▶ [Excerpts from a dataset]
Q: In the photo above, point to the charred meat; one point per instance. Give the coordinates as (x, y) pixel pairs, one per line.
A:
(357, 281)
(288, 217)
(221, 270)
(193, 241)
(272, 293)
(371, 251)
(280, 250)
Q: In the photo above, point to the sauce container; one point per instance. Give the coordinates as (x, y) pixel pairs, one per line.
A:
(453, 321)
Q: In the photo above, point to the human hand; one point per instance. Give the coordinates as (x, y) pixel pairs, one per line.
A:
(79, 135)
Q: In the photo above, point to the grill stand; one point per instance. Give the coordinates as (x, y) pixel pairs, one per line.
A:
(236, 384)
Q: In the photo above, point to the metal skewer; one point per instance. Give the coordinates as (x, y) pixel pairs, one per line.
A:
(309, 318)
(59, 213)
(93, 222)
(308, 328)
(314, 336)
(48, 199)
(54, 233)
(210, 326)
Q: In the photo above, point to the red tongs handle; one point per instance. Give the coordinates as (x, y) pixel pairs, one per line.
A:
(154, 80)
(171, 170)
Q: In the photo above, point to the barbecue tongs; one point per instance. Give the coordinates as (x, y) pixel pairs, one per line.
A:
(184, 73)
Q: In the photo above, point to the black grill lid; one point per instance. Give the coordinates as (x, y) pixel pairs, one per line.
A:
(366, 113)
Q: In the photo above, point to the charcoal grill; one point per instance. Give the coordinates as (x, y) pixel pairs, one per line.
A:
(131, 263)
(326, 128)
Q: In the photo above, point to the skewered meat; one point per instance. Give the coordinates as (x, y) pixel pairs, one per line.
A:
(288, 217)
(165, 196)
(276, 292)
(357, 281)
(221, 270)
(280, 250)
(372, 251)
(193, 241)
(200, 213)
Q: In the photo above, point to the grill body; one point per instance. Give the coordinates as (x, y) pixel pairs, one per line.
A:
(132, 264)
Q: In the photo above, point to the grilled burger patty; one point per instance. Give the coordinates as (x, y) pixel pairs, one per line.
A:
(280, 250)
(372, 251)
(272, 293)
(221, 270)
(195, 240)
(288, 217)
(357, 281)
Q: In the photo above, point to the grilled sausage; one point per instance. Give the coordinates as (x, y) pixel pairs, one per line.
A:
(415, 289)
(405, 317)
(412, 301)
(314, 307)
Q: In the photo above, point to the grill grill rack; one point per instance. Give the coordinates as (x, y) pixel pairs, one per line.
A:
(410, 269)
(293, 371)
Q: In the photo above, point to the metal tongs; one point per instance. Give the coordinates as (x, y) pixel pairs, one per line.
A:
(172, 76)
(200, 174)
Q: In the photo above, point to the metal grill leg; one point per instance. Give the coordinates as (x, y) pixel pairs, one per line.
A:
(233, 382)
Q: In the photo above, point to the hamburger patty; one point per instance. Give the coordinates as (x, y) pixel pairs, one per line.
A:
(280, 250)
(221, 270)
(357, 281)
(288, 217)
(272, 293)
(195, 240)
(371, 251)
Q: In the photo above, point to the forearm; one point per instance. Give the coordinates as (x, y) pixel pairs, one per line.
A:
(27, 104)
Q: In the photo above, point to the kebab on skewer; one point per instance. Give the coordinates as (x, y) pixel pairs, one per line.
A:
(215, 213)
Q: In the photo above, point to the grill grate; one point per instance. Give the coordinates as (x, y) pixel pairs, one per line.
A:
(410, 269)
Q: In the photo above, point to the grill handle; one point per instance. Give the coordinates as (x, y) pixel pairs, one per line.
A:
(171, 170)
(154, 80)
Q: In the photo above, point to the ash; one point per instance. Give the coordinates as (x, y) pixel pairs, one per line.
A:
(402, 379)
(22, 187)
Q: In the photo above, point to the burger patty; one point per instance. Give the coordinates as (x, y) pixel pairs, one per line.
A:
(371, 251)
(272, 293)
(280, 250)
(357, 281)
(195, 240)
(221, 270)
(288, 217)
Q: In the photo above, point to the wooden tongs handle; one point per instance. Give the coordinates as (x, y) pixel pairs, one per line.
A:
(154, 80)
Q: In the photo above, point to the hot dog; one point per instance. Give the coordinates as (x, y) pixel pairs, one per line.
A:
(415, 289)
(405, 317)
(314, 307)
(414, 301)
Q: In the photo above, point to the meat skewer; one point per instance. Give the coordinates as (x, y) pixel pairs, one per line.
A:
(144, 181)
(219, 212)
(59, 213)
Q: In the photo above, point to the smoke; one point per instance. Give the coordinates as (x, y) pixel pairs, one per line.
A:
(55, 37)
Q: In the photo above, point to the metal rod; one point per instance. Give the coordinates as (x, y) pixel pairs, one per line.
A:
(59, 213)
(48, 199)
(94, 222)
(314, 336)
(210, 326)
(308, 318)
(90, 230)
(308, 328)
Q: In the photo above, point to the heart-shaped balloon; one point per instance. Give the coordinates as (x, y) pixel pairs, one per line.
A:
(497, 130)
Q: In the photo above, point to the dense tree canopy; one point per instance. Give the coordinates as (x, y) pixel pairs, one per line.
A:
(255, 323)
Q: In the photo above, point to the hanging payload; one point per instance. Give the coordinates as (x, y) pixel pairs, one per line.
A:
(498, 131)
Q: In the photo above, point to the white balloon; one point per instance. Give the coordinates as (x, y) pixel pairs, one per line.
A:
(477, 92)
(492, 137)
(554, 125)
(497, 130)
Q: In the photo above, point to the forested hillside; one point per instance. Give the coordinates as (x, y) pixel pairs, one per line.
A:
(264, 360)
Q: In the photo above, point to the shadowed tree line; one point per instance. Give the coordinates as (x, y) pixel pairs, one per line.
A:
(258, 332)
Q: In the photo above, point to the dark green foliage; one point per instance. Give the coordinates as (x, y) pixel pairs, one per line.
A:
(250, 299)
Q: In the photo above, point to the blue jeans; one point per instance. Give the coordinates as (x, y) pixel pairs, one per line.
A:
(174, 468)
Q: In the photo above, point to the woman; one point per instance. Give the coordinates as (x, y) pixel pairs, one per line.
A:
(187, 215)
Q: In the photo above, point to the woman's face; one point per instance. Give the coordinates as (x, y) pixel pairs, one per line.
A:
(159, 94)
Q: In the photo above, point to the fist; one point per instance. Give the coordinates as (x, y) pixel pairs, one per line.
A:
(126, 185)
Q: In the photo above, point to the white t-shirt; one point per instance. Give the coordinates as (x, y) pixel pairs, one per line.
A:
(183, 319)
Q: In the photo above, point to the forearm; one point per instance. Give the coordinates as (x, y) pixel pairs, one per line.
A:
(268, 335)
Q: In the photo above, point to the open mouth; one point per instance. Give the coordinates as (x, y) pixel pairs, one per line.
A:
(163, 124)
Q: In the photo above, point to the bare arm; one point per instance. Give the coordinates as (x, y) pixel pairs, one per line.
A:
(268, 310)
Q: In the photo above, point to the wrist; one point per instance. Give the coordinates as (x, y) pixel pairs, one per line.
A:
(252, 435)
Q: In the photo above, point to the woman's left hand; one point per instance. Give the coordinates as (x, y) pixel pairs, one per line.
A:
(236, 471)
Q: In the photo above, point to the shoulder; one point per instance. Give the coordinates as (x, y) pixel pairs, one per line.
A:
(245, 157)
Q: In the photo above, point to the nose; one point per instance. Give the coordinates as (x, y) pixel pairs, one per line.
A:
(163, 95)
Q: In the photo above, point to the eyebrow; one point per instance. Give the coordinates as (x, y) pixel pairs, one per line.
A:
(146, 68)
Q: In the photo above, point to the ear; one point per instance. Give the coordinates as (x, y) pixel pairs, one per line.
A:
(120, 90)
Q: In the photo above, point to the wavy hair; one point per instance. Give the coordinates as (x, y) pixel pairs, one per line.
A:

▶ [Work instructions]
Which lines in the records above hold the string "woman"? Copy each of them.

▶ [The answer]
Q: In the photo above, point to the woman; one point per instance. Give the coordinates as (x, y) pixel pairs, one per line.
Q: In the photo above, point to the woman's face; one point per instance. Give the coordinates as (x, y) pixel pairs, one per line.
Q: In the photo above, point to the woman's left hand; one point per instance. Give the coordinates as (x, y) pixel pairs, one per line.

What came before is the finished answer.